TEXT =
# # #
An update on H1N1--the confirmed number of cases in Iowa is now 60, and perhaps growing.   That is up 17 cases since our last post on this subject two days ago.   In addition to the existing public health and employer challenges this disease presents, will a potential pandemic provide the impetus for Congress to mandate paid leave for employees? 

There are reports that Senator Edward Kennedy (D., Mass.) plans to reintroduce next month the "Healthy Families Act".  The bill would require employers with fifteen or more employees to provide at least seven paid sick days per year to full time employees.  According to The Des Moines Register, Iowa's Senators and Representatives are divided on the proposed law, which was first introduced, but not enacted, in 2007.    Existing federal law requires private employers with 50 or more employees and all public employers to provide up to twelve weeks of unpaid leave because of a serious health condition of the employee or a close family member.   However, there is no law that requires paid time off because of illness.

Opponents of the law in Iowa's delegation are concerned about the impact of another employer mandate on small business.   While no reasonable employer wants its employees to be harmed in the event of an illness, the law as it was proposed in the last Congress not only imposes the obligation of paid leave, but also provides that employees may enforce the act with a civil lawsuit.
# # #
INFORMATION SHOWN =
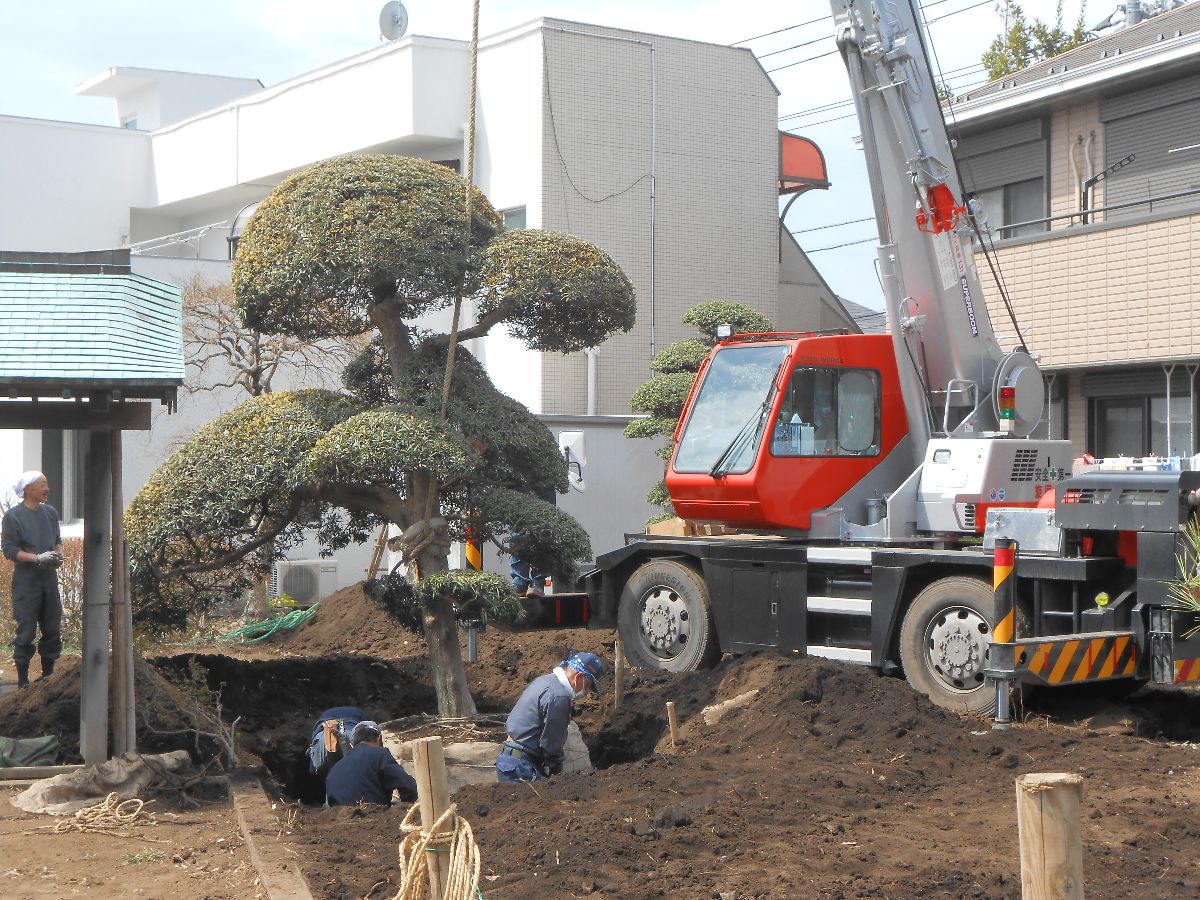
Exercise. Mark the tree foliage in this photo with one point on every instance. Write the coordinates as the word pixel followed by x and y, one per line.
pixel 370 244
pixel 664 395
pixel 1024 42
# # #
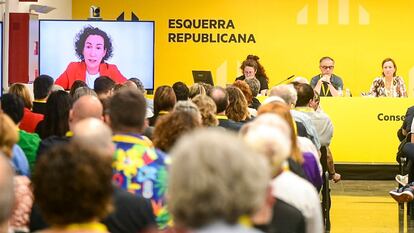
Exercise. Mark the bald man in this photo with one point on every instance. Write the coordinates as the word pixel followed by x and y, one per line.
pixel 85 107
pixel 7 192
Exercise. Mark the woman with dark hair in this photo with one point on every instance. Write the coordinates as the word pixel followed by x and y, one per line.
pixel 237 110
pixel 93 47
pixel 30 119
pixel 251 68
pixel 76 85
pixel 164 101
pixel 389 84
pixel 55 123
# # #
TASKS TO COMPLETE =
A - Copy from the text on H1N1 and paid sick leave the passage starting at "Opponents of the" and ending at "a civil lawsuit.".
B - Answer these from the text on H1N1 and paid sick leave:
(i) What is the confirmed number of H1N1 cases in Iowa?
(ii) Employers of what size would the "Healthy Families Act" require to provide paid sick days?
(iii) Under existing federal law, how many weeks of unpaid leave must covered employers provide?
C - Go on with the text on H1N1 and paid sick leave from the point where it stops.
The rows have nothing to do with the work here.

RESPONSE LIST =
A -
Opponents of the law in Iowa's delegation are concerned about the impact of another employer mandate on small business.   While no reasonable employer wants its employees to be harmed in the event of an illness, the law as it was proposed in the last Congress not only imposes the obligation of paid leave, but also provides that employees may enforce the act with a civil lawsuit.

B -
(i) 60
(ii) Employers with fifteen or more employees
(iii) Up to twelve weeks

C -
Interested parties should contact their Senator or Representative and let them know your views.

Employers Should Be Aware of H1N1 and its Impact on the Workplace

As of a couple of day ago, there were 43 reported cases of swine flu--what is now being called "H1N1"--in Iowa.   

Given the continued spread of this virus, employers would be wise to develop plans to deal with H1N1 issues that could affect their employees and their workplace.   The Des Moines Register published an article today  (link here) about the choice many employees make between staying home or going to work when they are sick.    The article suggests that employees who lack paid sick leave are more likely to show up at work when they are sick, thus raising the risk of infection by co-workers and customers.

What should an employer do to protect the health of its employees and customers, while at the same time making sure to comply with employment laws?  The first step is to be informed.  The website pandemicflu.gov provides lots of helpful information and tips to stay abreast of the virus and its spread.

In addition, the EEOC has recently published two articles to assist employers in dealing with H1N1 issues.  The first, ADA Compliant Employer Preparedness for the H1N1 Flu Virus provides guidance on dealing with employee absenteeism and infection control in ways the comply with the disability discrimination laws.    According to the EEOC publication, employers are permitted to gather personal information from employees in connection with pandemic preparation so long as the employer asks broad questions that are not limited to disability related inquiries.   The EEOC even provides a sample questionnaire that complies with the ADA.   In addition, employers may implement common sense infection control procedures without implicating the ADA.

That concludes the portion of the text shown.